WHAT YOU HAVE TO DO: Repeat the material below word for word and leave out all pictures.
**** SUPPLIED DATA
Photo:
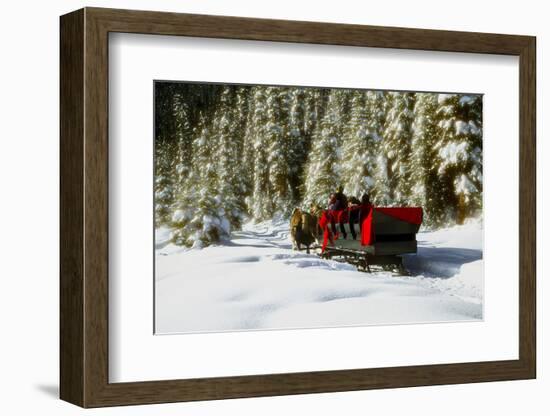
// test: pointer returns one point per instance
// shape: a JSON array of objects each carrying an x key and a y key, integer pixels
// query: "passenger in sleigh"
[
  {"x": 354, "y": 211},
  {"x": 338, "y": 209}
]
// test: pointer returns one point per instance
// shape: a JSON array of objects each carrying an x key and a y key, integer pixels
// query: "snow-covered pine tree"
[
  {"x": 397, "y": 147},
  {"x": 357, "y": 167},
  {"x": 459, "y": 153},
  {"x": 165, "y": 149},
  {"x": 226, "y": 156},
  {"x": 299, "y": 139},
  {"x": 260, "y": 202},
  {"x": 278, "y": 153},
  {"x": 426, "y": 189},
  {"x": 322, "y": 171},
  {"x": 184, "y": 141},
  {"x": 375, "y": 126},
  {"x": 165, "y": 172},
  {"x": 383, "y": 193}
]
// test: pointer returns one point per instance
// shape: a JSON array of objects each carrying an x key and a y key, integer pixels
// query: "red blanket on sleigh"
[{"x": 411, "y": 215}]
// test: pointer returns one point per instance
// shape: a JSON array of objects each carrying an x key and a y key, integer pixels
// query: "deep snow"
[{"x": 255, "y": 281}]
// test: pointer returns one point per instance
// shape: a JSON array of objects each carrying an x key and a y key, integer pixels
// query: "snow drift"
[{"x": 255, "y": 281}]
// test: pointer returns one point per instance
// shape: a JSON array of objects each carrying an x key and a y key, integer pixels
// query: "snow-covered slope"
[{"x": 256, "y": 281}]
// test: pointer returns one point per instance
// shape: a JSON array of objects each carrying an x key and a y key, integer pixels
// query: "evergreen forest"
[{"x": 226, "y": 154}]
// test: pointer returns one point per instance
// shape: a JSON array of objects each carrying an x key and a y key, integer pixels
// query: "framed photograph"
[{"x": 256, "y": 207}]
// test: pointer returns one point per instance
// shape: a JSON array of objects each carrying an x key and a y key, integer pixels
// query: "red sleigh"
[{"x": 367, "y": 235}]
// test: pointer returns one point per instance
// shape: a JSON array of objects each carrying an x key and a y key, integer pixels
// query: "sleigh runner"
[{"x": 366, "y": 236}]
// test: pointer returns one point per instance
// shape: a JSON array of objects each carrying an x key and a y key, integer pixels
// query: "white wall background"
[{"x": 29, "y": 159}]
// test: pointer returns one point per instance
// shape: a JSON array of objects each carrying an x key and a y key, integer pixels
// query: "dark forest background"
[{"x": 225, "y": 154}]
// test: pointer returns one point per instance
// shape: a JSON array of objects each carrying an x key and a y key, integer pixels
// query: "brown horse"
[{"x": 303, "y": 229}]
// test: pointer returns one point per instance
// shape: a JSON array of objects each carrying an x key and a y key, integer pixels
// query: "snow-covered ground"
[{"x": 255, "y": 281}]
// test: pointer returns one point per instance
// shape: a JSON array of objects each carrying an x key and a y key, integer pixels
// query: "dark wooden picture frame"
[{"x": 84, "y": 214}]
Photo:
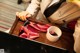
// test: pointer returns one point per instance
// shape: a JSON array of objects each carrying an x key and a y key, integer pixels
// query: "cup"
[{"x": 53, "y": 33}]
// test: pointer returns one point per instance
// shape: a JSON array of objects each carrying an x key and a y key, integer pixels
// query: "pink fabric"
[{"x": 31, "y": 31}]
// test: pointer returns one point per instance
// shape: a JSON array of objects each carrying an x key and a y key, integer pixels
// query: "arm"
[{"x": 31, "y": 9}]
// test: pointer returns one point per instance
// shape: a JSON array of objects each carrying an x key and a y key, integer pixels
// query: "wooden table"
[{"x": 66, "y": 41}]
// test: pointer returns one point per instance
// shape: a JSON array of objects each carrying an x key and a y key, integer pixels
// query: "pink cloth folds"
[{"x": 31, "y": 31}]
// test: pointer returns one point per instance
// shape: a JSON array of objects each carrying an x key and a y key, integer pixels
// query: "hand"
[
  {"x": 23, "y": 15},
  {"x": 77, "y": 2}
]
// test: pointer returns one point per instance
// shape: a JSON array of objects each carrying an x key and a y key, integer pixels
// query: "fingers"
[{"x": 22, "y": 15}]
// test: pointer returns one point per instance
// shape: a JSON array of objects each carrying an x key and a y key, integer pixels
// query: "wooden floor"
[{"x": 8, "y": 9}]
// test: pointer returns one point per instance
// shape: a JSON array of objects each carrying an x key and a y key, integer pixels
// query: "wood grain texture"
[{"x": 8, "y": 9}]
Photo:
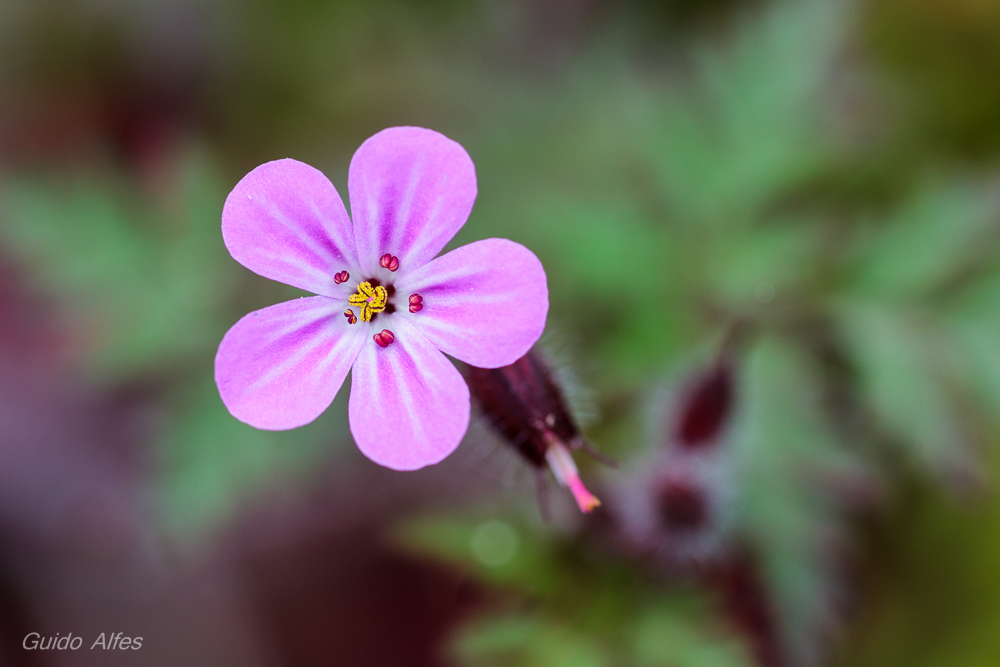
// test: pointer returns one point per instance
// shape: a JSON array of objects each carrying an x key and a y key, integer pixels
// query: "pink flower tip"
[{"x": 584, "y": 498}]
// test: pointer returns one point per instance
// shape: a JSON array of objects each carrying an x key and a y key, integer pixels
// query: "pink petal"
[
  {"x": 484, "y": 303},
  {"x": 286, "y": 221},
  {"x": 411, "y": 190},
  {"x": 280, "y": 367},
  {"x": 409, "y": 405}
]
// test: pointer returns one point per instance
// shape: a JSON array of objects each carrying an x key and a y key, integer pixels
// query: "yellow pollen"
[{"x": 370, "y": 299}]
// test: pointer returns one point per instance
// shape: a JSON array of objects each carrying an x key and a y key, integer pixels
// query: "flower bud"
[{"x": 526, "y": 406}]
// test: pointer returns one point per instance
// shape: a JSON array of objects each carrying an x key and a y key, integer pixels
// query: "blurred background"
[{"x": 772, "y": 236}]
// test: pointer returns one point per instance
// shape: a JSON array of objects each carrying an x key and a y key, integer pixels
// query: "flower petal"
[
  {"x": 411, "y": 190},
  {"x": 409, "y": 405},
  {"x": 484, "y": 303},
  {"x": 286, "y": 221},
  {"x": 280, "y": 367}
]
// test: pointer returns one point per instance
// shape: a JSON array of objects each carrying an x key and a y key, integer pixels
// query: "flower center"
[{"x": 371, "y": 300}]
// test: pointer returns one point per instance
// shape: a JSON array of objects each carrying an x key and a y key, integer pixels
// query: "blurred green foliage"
[{"x": 815, "y": 169}]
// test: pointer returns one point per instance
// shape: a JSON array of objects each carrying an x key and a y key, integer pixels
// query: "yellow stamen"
[{"x": 370, "y": 299}]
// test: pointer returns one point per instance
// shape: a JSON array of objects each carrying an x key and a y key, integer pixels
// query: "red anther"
[{"x": 387, "y": 261}]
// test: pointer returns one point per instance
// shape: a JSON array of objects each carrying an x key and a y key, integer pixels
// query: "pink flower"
[{"x": 386, "y": 307}]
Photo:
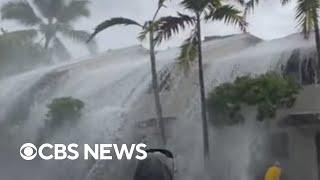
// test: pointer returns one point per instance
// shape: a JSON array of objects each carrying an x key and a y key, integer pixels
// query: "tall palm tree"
[
  {"x": 307, "y": 18},
  {"x": 50, "y": 18},
  {"x": 201, "y": 10},
  {"x": 147, "y": 28}
]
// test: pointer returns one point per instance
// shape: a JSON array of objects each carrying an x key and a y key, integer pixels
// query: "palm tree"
[
  {"x": 50, "y": 18},
  {"x": 208, "y": 10},
  {"x": 147, "y": 28},
  {"x": 307, "y": 18}
]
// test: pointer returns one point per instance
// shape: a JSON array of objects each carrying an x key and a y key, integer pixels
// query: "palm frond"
[
  {"x": 305, "y": 12},
  {"x": 50, "y": 8},
  {"x": 22, "y": 34},
  {"x": 167, "y": 26},
  {"x": 229, "y": 14},
  {"x": 249, "y": 5},
  {"x": 73, "y": 11},
  {"x": 196, "y": 5},
  {"x": 60, "y": 50},
  {"x": 20, "y": 11},
  {"x": 112, "y": 22},
  {"x": 81, "y": 37},
  {"x": 189, "y": 52}
]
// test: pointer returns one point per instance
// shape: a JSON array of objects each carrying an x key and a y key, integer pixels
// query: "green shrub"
[
  {"x": 267, "y": 92},
  {"x": 63, "y": 110}
]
********
ANSWER BELOW:
Photo:
// test: pointer returns one point per instance
// shape: a JSON array of objects each carrying an x key and a y key, integer pixels
// query: "passenger in sleigh"
[
  {"x": 354, "y": 211},
  {"x": 338, "y": 209}
]
// test: pointer returns one point per instance
// shape: a JSON array of objects each carrying an x key and a y key, integer pixels
// query: "snow-covered pine tree"
[
  {"x": 397, "y": 147},
  {"x": 357, "y": 167},
  {"x": 459, "y": 153},
  {"x": 165, "y": 149},
  {"x": 226, "y": 156},
  {"x": 299, "y": 139},
  {"x": 260, "y": 202},
  {"x": 278, "y": 153},
  {"x": 426, "y": 189},
  {"x": 322, "y": 171},
  {"x": 184, "y": 141},
  {"x": 375, "y": 126},
  {"x": 165, "y": 172},
  {"x": 383, "y": 193}
]
// test: pointer returns one point per instance
// shape: a JSON array of objects each carrying an x key and a y key, integer pixels
// query: "red blanket on sleigh"
[{"x": 411, "y": 215}]
// test: pointer returns one point per instance
// shape: a JSON array of objects each carrying an x key and a y key, integer pixels
// query: "deep snow"
[{"x": 255, "y": 281}]
// test: pointer returns one point per instance
// shape: a JSON array of objects each carrying an x key and a y key, integer pixels
// query: "snow drift"
[{"x": 255, "y": 281}]
// test: pointer returns one point per instance
// shape: a JSON array of objects each carrying an x key and a y key, integer pixels
// query: "snow-covered slope"
[{"x": 256, "y": 281}]
// test: pointer returns one point per instance
// shape: a JSON array of objects each carrying an x key and a y key, integer pixels
// query: "evergreen forest"
[{"x": 226, "y": 154}]
// test: pointer returns one point per instance
// shape: a JSON array of objects each carrying an x key and a y key, integer pixels
// query: "framed photograph"
[{"x": 256, "y": 207}]
// test: pointer returns one point per instance
// shape: a JSON array of objects each carrying an x key and a y key, integer pixels
// query: "red sleigh"
[{"x": 367, "y": 235}]
// test: pointer returns one point per instance
// shape: a JSON array of objects each carrying an x key and a y key, integer pixels
// query: "sleigh runner"
[{"x": 366, "y": 236}]
// test: pointer returns one point per instance
// shape: a JSON array of objects each carrying an x key and a y key, integer pixels
// query: "white wall background"
[{"x": 29, "y": 159}]
// test: pointer returns one point per instance
// shape: a JSON array of objects each carrying an x key and a y key, integer pixels
// query: "dark forest background"
[{"x": 225, "y": 154}]
// test: pointer returns one point per instance
// shape: a JSON array of objects each carrying an x key and a y key, integer pixels
// query: "brown horse"
[{"x": 303, "y": 229}]
// test: pointer returns one point per instance
// shape: a JSON array of objects each carrying an x key and a y key, integer pixels
// query: "snow-covered ground"
[{"x": 255, "y": 281}]
// test: pointer returns one point per instance
// shape: a JSON array of objects each carrying an x key and a y key, integer pixels
// query: "dark wooden picture frame"
[{"x": 84, "y": 214}]
Photo:
// test: pointer returns one point per instance
// shape: a JSON array of objects each carrying an x key and a y key, integer pixels
// query: "cup"
[{"x": 53, "y": 33}]
// test: pointer returns one point per instance
// shape: a JSON array of objects each carrying an x key and a y key, integer pixels
// query: "pink fabric"
[{"x": 31, "y": 31}]
// test: pointer returns one point per instance
// shape: a JSON array of objects each carrying an x key and a y key, integer pixels
// query: "arm"
[{"x": 31, "y": 9}]
// test: pointer returns one point per instance
// shape: a JSON array of objects each carrying an x key and a y key, integer pixels
// query: "wooden table"
[{"x": 66, "y": 41}]
// test: pointer returns one point per instance
// shape: a JSON array of objects each carrying an x key and a y key, integer pixels
// query: "pink cloth folds"
[{"x": 31, "y": 31}]
// test: pointer returns one point per instance
// shape: a JSON array of objects each carrying an x key and a y key, integer pixels
// query: "hand"
[
  {"x": 23, "y": 15},
  {"x": 77, "y": 2}
]
// test: pointer returns one point per instance
// shape: a JSON array of objects each carrying an x key and a y key, integer pixels
// query: "fingers"
[{"x": 22, "y": 15}]
// test: pointer returns one point per instance
// shape: a JSON array of objects each carrying an x key and a y key, integer pixels
// query: "wooden floor"
[{"x": 8, "y": 9}]
// test: pointer returns one point per instance
// shape: a JSON array of objects each carrying an x key and a y key, integer pixels
// query: "wood grain texture"
[{"x": 8, "y": 9}]
Photo:
// test: pointer returns one point per instance
// shape: a JSON array of objects each carrying an x key and a y key, integer pixels
// query: "pink flower tip"
[{"x": 584, "y": 498}]
// test: pointer returns one point per instance
// shape: a JSON array of objects each carrying an x key and a y key, integer pixels
// query: "pink petal"
[
  {"x": 484, "y": 303},
  {"x": 286, "y": 221},
  {"x": 411, "y": 190},
  {"x": 280, "y": 367},
  {"x": 409, "y": 405}
]
// test: pointer returns one point per instance
// shape: a JSON array of objects each carrying an x key and a y key, integer pixels
// query: "yellow pollen"
[{"x": 370, "y": 299}]
// test: pointer returns one point per instance
// shape: a JSON array of objects each carrying an x key and a y key, integer pixels
// query: "flower bud"
[{"x": 526, "y": 406}]
// test: pointer returns one point per instance
// shape: a JSON array of objects each carrying an x key and a y key, integer pixels
// query: "blurred background"
[{"x": 772, "y": 236}]
// test: pointer returns one point per instance
// shape: a JSON array of objects each carrying an x key and a y key, integer pixels
// query: "flower petal"
[
  {"x": 411, "y": 190},
  {"x": 409, "y": 405},
  {"x": 484, "y": 303},
  {"x": 286, "y": 221},
  {"x": 280, "y": 367}
]
// test: pointer returns one point per instance
// shape: a JSON array of objects each carrying an x key and a y key, integer pixels
// query: "flower center"
[{"x": 371, "y": 300}]
// test: pointer returns one point per instance
// shape: a JSON array of objects each carrying an x key and a y key, integer pixels
// query: "blurred green foliage"
[{"x": 815, "y": 169}]
// test: pointer returns one point per instance
// shape: a JSON array of objects each carrying an x key and a y key, integer pixels
// query: "yellow stamen"
[{"x": 370, "y": 299}]
// test: pointer returns one point per instance
// shape: a JSON array of objects each carrying an x key and a y key, integer pixels
// query: "red anther"
[{"x": 387, "y": 261}]
// test: pointer returns one point per instance
// shape: a JSON array of objects each carrying an x key and a y key, integer pixels
// query: "pink flower"
[{"x": 386, "y": 307}]
Photo:
// test: pointer returns one point per instance
// shape: a JSON array of objects each carrying an x key and a y key, integer pixels
// query: "tall palm tree"
[
  {"x": 307, "y": 18},
  {"x": 50, "y": 18},
  {"x": 201, "y": 10},
  {"x": 147, "y": 28}
]
// test: pointer returns one point per instance
// shape: a JSON array of objects each carrying an x key and a y key, integer pixels
// query: "palm tree"
[
  {"x": 50, "y": 18},
  {"x": 208, "y": 10},
  {"x": 147, "y": 28},
  {"x": 307, "y": 18}
]
// test: pointer returns one point per instance
// shape: a JSON array of objects each carrying an x key and a y key, integer pixels
// query: "palm frond"
[
  {"x": 305, "y": 12},
  {"x": 50, "y": 8},
  {"x": 22, "y": 34},
  {"x": 167, "y": 26},
  {"x": 229, "y": 14},
  {"x": 249, "y": 5},
  {"x": 73, "y": 11},
  {"x": 196, "y": 5},
  {"x": 60, "y": 50},
  {"x": 20, "y": 11},
  {"x": 112, "y": 22},
  {"x": 81, "y": 37},
  {"x": 189, "y": 52}
]
// test: pointer returns one point per instance
// shape: a JSON array of objects each carrying an x key and a y key, integer pixels
// query: "green shrub"
[
  {"x": 267, "y": 92},
  {"x": 63, "y": 110}
]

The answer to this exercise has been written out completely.